Activity: Would you copy out, exactly as written, each line from the one containing "Query: lane marking" to the end of the records below?

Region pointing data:

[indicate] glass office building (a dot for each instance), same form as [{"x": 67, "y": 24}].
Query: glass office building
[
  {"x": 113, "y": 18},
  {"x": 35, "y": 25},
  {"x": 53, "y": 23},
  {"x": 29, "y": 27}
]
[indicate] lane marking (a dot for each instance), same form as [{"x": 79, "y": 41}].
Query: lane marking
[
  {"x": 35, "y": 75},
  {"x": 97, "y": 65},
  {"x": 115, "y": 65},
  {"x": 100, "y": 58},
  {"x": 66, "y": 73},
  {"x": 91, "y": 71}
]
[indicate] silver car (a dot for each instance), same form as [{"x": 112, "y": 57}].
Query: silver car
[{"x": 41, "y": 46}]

Solution:
Query: lane marking
[
  {"x": 35, "y": 75},
  {"x": 97, "y": 65},
  {"x": 115, "y": 65},
  {"x": 100, "y": 58},
  {"x": 66, "y": 73},
  {"x": 91, "y": 71}
]
[indicate] silver car (a dot for each instance), same form as [{"x": 112, "y": 57}].
Query: silver car
[{"x": 41, "y": 46}]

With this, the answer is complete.